Il compito:
Nel testo fornito, quante donne raccontano il proprio vissuto nel cortometraggio "L'incanto" di Chiara Caterina?

Testo fornito:
┄┄┄┄┄┄┄┄┄┄┄┄┄┄┄┄┄┄┄┄

La vita è movimento. Il tempo è movimento. Il cinema è movimento. La tecnologia è movimento. La danza è movimento. Tutti aspetti uniti in questo corto scandinavo, piccolo musical in cui alcune coreografie di gruppo ricorda certi film danzati americani d’ambientazione campestre. Una riflessione tanto sulla coreografia, che deve essere millimetrica quanto sull’approccio registico alla medesima.

 

  • Questa disperazione di Piero di Mattia Biondi (Italia)

 

Breve opera di found footage. Un omaggio al quasi dimenticato cantautore Piero Ciampi (1934-1980) e una poetica quanto mesta rappresentazione visiva della realtà. L’audio ritrovato (la conversazione tra il poeta Bruno Vilar e Ciampi) sovrasta in parallelo a materiale visivo nel quale una ragazza guarda il mare. Sono riflessioni sul desiderio, l’amore e la disperazione.

 

  • L’incanto di Chiara Caterina (Italia)

 

Cortometraggio di montaggio, nel quale la regista costruisce una storia corale femminile. Cinque donne, di cui sentiamo solo la voce, raccontano il proprio vissuto. Storie di violenza, sopraffazione, di morte, che servono per fare una riflessione sull’incanto della vita. E le immagini ritrovate assemblate, sebbene nel loro “vecchiume” evidenziano la bellezza del “creato”.

 

  • Killing cinema di Tomaso Aramini (Italia)

┄┄┄┄┄┄┄┄┄┄┄┄┄┄┄┄┄┄┄┄

Estratti di dati:
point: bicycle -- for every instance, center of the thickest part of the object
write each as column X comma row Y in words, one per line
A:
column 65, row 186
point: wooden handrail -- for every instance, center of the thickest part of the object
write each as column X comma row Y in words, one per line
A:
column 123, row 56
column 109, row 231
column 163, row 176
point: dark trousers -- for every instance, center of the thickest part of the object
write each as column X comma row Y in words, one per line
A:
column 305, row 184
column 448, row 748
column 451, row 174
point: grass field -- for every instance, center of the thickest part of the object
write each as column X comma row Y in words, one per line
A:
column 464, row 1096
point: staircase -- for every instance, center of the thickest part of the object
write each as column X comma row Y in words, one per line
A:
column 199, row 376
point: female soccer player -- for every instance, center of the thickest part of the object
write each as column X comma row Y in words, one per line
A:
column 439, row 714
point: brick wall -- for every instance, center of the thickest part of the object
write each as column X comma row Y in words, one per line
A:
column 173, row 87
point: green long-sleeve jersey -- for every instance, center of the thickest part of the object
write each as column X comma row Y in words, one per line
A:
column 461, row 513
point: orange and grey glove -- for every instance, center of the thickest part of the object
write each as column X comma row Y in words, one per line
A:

┄┄┄┄┄┄┄┄┄┄┄┄┄┄┄┄┄┄┄┄

Risposta al compito:
Cinque donne.